[Directions]:
The entries below are to be repeated verbatim, in full.
##### Supplied material
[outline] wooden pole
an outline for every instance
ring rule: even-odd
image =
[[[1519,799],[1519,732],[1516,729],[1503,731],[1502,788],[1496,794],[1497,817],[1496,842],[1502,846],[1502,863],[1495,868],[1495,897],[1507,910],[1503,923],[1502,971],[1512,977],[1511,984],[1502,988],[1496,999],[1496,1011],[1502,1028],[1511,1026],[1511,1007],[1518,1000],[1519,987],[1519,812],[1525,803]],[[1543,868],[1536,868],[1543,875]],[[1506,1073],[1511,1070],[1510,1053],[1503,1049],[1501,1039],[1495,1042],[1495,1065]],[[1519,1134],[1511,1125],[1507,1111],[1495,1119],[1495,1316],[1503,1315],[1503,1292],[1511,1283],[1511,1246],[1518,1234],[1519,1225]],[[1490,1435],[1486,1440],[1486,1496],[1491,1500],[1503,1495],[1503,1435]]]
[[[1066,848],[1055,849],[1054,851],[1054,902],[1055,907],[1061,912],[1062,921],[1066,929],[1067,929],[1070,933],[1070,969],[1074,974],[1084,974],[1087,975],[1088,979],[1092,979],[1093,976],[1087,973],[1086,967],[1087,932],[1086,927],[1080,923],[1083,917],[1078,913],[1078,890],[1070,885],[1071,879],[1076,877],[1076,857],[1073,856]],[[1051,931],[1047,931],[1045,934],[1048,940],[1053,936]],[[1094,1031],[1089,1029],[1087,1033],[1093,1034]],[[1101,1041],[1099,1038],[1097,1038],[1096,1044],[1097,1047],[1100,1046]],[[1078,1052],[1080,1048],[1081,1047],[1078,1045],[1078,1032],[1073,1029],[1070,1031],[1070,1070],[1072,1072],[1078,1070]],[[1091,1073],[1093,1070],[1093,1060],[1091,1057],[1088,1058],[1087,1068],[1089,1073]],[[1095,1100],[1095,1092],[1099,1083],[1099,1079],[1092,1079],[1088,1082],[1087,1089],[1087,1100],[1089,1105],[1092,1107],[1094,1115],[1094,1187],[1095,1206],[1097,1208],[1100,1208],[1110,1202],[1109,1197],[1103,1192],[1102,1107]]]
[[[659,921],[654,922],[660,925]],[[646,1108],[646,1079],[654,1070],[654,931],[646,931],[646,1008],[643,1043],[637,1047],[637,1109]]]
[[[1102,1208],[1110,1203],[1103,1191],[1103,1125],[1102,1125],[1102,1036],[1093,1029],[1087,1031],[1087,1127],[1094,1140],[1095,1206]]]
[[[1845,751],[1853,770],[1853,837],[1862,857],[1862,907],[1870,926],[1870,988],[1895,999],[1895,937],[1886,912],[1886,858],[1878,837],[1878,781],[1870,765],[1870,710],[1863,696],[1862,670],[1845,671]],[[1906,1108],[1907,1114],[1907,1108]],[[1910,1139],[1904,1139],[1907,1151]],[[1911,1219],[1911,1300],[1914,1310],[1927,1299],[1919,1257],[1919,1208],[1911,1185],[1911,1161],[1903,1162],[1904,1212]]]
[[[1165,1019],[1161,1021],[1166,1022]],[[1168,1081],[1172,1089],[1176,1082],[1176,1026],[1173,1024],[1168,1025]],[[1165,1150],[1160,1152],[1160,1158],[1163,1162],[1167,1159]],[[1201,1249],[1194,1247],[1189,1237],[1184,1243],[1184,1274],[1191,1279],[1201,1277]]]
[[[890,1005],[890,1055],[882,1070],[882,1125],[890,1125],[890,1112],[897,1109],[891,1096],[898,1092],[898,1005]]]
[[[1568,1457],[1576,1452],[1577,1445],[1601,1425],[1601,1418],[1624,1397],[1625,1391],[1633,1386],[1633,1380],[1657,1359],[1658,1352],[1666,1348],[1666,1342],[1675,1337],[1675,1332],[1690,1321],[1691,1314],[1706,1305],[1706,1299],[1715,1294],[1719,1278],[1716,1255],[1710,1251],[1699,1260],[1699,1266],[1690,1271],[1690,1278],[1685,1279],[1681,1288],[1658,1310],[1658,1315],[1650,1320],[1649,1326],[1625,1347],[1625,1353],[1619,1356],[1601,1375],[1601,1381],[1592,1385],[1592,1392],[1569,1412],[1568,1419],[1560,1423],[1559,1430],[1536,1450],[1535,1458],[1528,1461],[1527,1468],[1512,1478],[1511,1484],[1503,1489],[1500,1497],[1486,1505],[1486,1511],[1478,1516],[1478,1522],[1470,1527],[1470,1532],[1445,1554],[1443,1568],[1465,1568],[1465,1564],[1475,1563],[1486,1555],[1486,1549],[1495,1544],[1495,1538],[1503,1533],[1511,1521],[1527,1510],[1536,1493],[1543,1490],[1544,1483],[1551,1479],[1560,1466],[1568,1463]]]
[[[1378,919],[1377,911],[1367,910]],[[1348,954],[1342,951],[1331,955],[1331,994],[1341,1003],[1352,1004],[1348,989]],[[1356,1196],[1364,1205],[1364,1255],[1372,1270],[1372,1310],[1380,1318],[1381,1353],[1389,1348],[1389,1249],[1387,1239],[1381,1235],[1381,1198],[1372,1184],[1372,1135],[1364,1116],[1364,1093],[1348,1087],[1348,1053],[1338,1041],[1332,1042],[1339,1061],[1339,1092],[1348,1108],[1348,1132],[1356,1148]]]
##########
[Answer for this exercise]:
[outline] wooden pole
an outline for every instance
ring rule: even-odd
image =
[[[1519,799],[1519,732],[1516,729],[1503,731],[1502,788],[1496,794],[1497,817],[1496,842],[1502,846],[1502,863],[1495,868],[1495,897],[1507,910],[1503,923],[1502,971],[1512,977],[1511,984],[1502,988],[1496,999],[1496,1011],[1502,1028],[1511,1026],[1511,1007],[1518,1000],[1519,987],[1519,812],[1525,803]],[[1543,868],[1536,868],[1543,875]],[[1506,1073],[1511,1070],[1510,1053],[1503,1049],[1501,1039],[1495,1042],[1495,1065]],[[1519,1134],[1511,1125],[1507,1111],[1495,1119],[1495,1316],[1503,1315],[1503,1292],[1511,1283],[1511,1246],[1518,1234],[1519,1225]],[[1490,1435],[1486,1440],[1486,1496],[1491,1500],[1503,1495],[1503,1435]]]
[[[1066,848],[1055,849],[1054,851],[1054,902],[1055,907],[1061,912],[1062,921],[1066,929],[1067,929],[1070,933],[1070,969],[1074,974],[1084,974],[1087,975],[1088,979],[1092,979],[1093,976],[1087,973],[1086,967],[1087,932],[1086,927],[1080,923],[1083,917],[1078,913],[1078,890],[1070,885],[1071,879],[1076,877],[1076,857],[1073,856]],[[1051,931],[1047,931],[1045,934],[1048,940],[1053,936]],[[1094,1031],[1089,1029],[1087,1033],[1093,1034]],[[1101,1041],[1099,1038],[1097,1038],[1096,1044],[1097,1047],[1100,1046]],[[1078,1052],[1080,1048],[1081,1047],[1078,1045],[1078,1032],[1073,1029],[1070,1031],[1070,1070],[1072,1072],[1078,1070]],[[1091,1073],[1093,1070],[1093,1060],[1091,1057],[1088,1058],[1087,1068],[1089,1073]],[[1095,1100],[1095,1092],[1099,1083],[1099,1079],[1092,1079],[1088,1082],[1087,1089],[1087,1100],[1089,1105],[1092,1107],[1094,1115],[1094,1187],[1095,1206],[1097,1208],[1100,1208],[1110,1202],[1109,1197],[1103,1192],[1102,1107]]]
[[[659,921],[654,922],[660,925]],[[646,1108],[646,1079],[654,1070],[654,931],[646,931],[646,1008],[643,1043],[637,1047],[637,1109]]]
[[[1102,1208],[1110,1203],[1103,1191],[1103,1125],[1102,1125],[1102,1036],[1093,1029],[1087,1031],[1087,1127],[1094,1140],[1095,1206]]]
[[[1845,751],[1853,770],[1853,837],[1862,857],[1862,907],[1870,926],[1870,988],[1895,999],[1895,937],[1886,912],[1886,858],[1878,837],[1878,781],[1870,765],[1870,710],[1863,696],[1862,670],[1845,671]],[[1906,1108],[1907,1114],[1907,1108]],[[1910,1139],[1904,1139],[1907,1151]],[[1911,1219],[1911,1300],[1914,1310],[1927,1299],[1919,1257],[1919,1208],[1911,1185],[1911,1161],[1903,1162],[1904,1212]]]
[[[1165,1019],[1161,1021],[1166,1022]],[[1168,1081],[1172,1089],[1176,1082],[1176,1026],[1173,1024],[1168,1025]],[[1165,1150],[1160,1152],[1160,1158],[1163,1162],[1167,1159]],[[1201,1249],[1194,1247],[1189,1237],[1184,1243],[1184,1274],[1191,1279],[1201,1277]]]
[[[890,1005],[890,1055],[882,1070],[882,1125],[890,1125],[890,1112],[897,1109],[891,1096],[898,1092],[898,1005]]]
[[[1568,1457],[1576,1452],[1577,1445],[1601,1425],[1601,1418],[1624,1397],[1625,1391],[1633,1386],[1633,1380],[1657,1359],[1658,1352],[1666,1348],[1666,1342],[1675,1337],[1675,1332],[1690,1321],[1691,1314],[1706,1305],[1706,1299],[1715,1294],[1719,1278],[1716,1255],[1710,1251],[1699,1260],[1699,1266],[1690,1271],[1690,1278],[1685,1279],[1681,1288],[1658,1310],[1658,1315],[1650,1320],[1649,1326],[1625,1347],[1625,1353],[1619,1356],[1601,1375],[1601,1381],[1592,1385],[1592,1392],[1569,1412],[1568,1419],[1560,1423],[1559,1430],[1536,1450],[1535,1458],[1528,1461],[1527,1468],[1512,1478],[1511,1484],[1503,1489],[1500,1497],[1486,1505],[1486,1511],[1478,1516],[1478,1522],[1470,1527],[1470,1532],[1445,1554],[1443,1568],[1465,1568],[1465,1564],[1475,1563],[1486,1555],[1486,1549],[1495,1544],[1495,1538],[1503,1533],[1511,1521],[1527,1510],[1536,1493],[1543,1490],[1544,1483],[1551,1479],[1560,1466],[1568,1463]]]
[[[1378,919],[1377,911],[1367,910]],[[1348,954],[1342,951],[1331,955],[1331,994],[1341,1003],[1352,1004],[1348,989]],[[1356,1196],[1364,1205],[1364,1255],[1372,1270],[1372,1310],[1380,1318],[1381,1353],[1389,1348],[1389,1249],[1387,1239],[1381,1235],[1381,1198],[1372,1184],[1372,1135],[1364,1116],[1364,1093],[1348,1087],[1348,1053],[1338,1041],[1332,1042],[1339,1061],[1339,1092],[1348,1108],[1348,1132],[1356,1148]]]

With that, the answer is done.